Description of the task ▸ From the first line to the last, please write out the data exactly.

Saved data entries
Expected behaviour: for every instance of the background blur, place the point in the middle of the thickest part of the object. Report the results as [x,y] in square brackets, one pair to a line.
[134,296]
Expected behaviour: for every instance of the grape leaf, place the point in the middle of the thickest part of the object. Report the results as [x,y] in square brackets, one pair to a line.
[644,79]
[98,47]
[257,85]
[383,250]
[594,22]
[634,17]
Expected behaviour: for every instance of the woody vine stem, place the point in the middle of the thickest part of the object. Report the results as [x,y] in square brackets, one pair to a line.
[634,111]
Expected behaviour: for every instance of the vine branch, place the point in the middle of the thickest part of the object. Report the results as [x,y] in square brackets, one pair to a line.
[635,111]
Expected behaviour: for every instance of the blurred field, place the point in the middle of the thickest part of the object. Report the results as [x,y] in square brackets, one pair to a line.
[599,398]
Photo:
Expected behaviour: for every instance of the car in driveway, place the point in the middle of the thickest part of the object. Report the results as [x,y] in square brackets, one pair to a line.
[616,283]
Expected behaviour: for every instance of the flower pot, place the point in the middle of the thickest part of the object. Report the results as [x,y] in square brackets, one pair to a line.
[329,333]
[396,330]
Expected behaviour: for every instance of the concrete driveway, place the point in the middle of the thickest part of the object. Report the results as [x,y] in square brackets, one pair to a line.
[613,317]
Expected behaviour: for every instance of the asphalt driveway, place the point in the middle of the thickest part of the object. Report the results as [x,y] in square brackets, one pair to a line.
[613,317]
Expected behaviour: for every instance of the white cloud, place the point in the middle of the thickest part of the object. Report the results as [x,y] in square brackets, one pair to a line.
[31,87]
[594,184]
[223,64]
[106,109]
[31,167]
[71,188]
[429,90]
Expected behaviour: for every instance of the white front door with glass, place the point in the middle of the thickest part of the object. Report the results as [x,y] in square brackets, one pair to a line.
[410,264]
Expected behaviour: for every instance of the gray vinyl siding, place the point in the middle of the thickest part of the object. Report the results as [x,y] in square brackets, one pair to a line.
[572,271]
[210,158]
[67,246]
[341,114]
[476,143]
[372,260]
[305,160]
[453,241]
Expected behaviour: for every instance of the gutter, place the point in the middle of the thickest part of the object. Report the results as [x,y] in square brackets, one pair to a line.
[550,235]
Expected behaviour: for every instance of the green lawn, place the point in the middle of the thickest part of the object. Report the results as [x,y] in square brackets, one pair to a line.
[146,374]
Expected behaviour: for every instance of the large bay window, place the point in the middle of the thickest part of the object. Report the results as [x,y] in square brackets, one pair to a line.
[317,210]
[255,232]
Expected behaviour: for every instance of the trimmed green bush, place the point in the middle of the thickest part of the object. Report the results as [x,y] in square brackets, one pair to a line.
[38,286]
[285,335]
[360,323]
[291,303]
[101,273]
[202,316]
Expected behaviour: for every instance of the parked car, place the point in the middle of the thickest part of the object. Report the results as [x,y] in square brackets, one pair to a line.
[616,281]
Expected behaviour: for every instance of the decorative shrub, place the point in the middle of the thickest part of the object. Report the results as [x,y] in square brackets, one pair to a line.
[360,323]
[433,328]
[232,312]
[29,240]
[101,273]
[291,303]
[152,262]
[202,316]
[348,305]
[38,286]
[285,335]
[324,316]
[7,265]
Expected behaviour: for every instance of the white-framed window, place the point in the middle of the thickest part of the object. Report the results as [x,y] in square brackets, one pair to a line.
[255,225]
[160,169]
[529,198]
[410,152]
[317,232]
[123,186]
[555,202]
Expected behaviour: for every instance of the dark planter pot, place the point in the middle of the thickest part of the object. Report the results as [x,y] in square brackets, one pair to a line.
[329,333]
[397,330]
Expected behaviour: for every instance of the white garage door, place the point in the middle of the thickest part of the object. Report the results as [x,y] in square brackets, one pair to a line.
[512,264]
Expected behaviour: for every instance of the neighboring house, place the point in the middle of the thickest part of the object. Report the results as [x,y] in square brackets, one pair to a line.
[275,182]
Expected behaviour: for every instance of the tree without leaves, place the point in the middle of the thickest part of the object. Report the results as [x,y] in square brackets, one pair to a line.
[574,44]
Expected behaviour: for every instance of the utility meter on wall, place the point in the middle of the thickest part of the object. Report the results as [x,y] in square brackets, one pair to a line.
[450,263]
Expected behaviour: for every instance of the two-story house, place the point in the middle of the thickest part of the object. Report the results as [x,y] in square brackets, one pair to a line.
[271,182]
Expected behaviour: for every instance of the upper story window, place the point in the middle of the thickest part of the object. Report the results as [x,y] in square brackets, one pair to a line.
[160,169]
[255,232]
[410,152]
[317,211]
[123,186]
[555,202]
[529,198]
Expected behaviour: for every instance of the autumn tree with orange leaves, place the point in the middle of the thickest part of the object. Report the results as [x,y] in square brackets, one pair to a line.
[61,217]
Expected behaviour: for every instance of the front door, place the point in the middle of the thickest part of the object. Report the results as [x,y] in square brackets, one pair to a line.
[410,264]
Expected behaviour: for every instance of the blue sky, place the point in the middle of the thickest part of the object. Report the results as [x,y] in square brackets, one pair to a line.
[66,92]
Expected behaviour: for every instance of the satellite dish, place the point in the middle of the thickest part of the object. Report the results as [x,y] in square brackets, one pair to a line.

Expected answer ▸
Expected behaviour: for every instance of the background blur, place the point in the middle of the thickest part of the object. Report the results as [x,y] in square brackets, one pair to a line.
[134,296]
Expected behaviour: for every instance of the grape leaf, place the point in the middle of the thickest part of the object. Report the results as [x,y] in square brackets, one pair to a line.
[644,79]
[98,47]
[257,85]
[383,250]
[594,22]
[634,17]
Expected behaviour: for every instance of the woody vine stem, place the point in the middle of the thickest part of the object. Report the results as [x,y] in square brackets, one pair to a line.
[634,111]
Expected behaviour: for every instance of the vine branch, place the point in the middle of the thickest part of the object. Report the results as [x,y] in square brackets, one pair to a line.
[635,111]
Expected behaviour: for every instance of the blurred field, place the point in the middle of the thickest part of the object. Report the results as [x,y] in square brackets, one pair to a line.
[599,398]
Photo:
Expected behaviour: for every instance of the car in driveway, place the point in the middle of the thickest part of the object. Report the results as [x,y] in square brackets, one pair to a line.
[616,283]
Expected behaviour: for every instance of the flower pot, place the point in the middle of the thickest part of the object. Report the results as [x,y] in square brackets, one pair to a line.
[329,333]
[396,330]
Expected behaviour: for every instance of the concrete driveway, place the point in the middle of the thickest part of the object. Report the results as [x,y] in square brackets, one pair to a line.
[613,317]
Expected behaviour: for every instance of the asphalt driveway, place the point in the middle of the thickest part of the object. Report the results as [x,y] in square brackets, one pair to a line.
[613,317]
Expected behaviour: for every instance of the white cloud, place the point in the middle of the thickest part of the object. Report the results as [x,y] in square brackets, one pair to a line.
[31,87]
[594,184]
[223,64]
[106,109]
[31,167]
[71,188]
[429,90]
Expected behaviour: for every instance of the white front door with glass, place the point in the middle of the thickest part of the object. Report the results as [x,y] in square brackets, one pair to a line.
[410,264]
Expected behaviour: for every instance of the gray vinyl siding, place the point in the middle of the thickest part of the object. Report the results as [x,y] in square brackets, one pair to a line.
[572,271]
[210,158]
[67,246]
[341,114]
[476,143]
[372,260]
[305,160]
[453,241]
Expected behaviour: for every instance of the gutter, place the point in the middle of the thickest part of the object. Report the results as [x,y] in square brackets, one pair to a line.
[550,235]
Expected behaviour: for every instance of the green lawn, place the point in the middle of the thickest part of the object. Report the results as [x,y] in square brackets, one pair to a line.
[146,374]
Expected behaviour: for every instance of the large bay window, place the point in the middle of the thickest part of the object. Report the results as [x,y] in square brackets, one pair to a line.
[317,210]
[255,232]
Expected behaviour: for every instance of the trimmed green bush, place the point in the middle of the thickest part of the object. Report the results as [x,y] in square brackets, one pair to a line.
[38,286]
[285,335]
[360,323]
[291,303]
[101,273]
[202,316]
Expected behaviour: for every instance of the parked car, place the point in the middle of the thickest part of the object. Report the results as [x,y] in square brackets, one pair to a line.
[616,281]
Expected behaviour: for every instance of the decorative shrub, place the point in the middle of the thickest part of the object. Report the results as [x,y] in square brackets, one pair to a line.
[360,323]
[433,328]
[232,312]
[29,240]
[101,273]
[291,303]
[152,262]
[202,316]
[348,305]
[38,286]
[285,335]
[324,316]
[7,265]
Expected behaviour: for every instance of the white-framed window, place the point in the middle of the thickest part of the object. Report the results as [x,y] in square brackets, one pair to a line.
[255,225]
[160,169]
[529,198]
[410,152]
[317,232]
[123,186]
[555,202]
Expected behaviour: for every instance of the dark planter pot, place the point in the middle of the thickest part of the object. Report the results as [x,y] in square brackets, one pair to a line.
[329,333]
[397,330]
Expected behaviour: for every instance of the white garage door, place the point in the middle of the thickest part of the object. Report the results as [x,y] in square brackets, one pair to a line.
[512,264]
Expected behaviour: for every instance of the neighboring house, place the point in the middle of the thickest part of the object. Report the results as [x,y] in square brackets, one pair to a line.
[275,182]
Expected behaviour: for every instance of the tree without leaves, place the point in the middle of the thickest part of the object. Report the results as [x,y] in square brackets, one pair to a line.
[574,44]
Expected behaviour: for every instance of the utility meter on wall, place the point in the middle of the thickest part of the object. Report the results as [x,y] in square brackets, one pair to a line.
[450,263]
Expected behaviour: for every instance of the two-story house, place the point in the middle of the thickest part of the object. Report the results as [x,y] in square brackets, one pair to a line.
[271,182]
Expected behaviour: for every instance of the upper story window, place the point in the middle of the thickest part of the object. Report the results as [x,y] in square brackets, one pair to a line.
[160,169]
[255,232]
[410,152]
[317,211]
[123,186]
[555,202]
[529,198]
Expected behaviour: for every instance of the autumn tree with orange leaves, place the point in the middle of the thickest part of the object. Report the results as [x,y] in square brackets, one pair to a line.
[61,217]
Expected behaviour: for every instance of the front door, place the point in the middle of the thickest part of the object. Report the results as [x,y] in square brackets, one pair to a line.
[410,264]
Expected behaviour: for every instance of the blue sky, place the point in the middle of the thickest part of the object. Report the results as [x,y] in square brackets, one pair to a line.
[66,92]
Expected behaviour: for every instance of the satellite dish, place the point in the middle of the thickest part of the object. Report the results as [x,y] in square brackets, one pair to a line.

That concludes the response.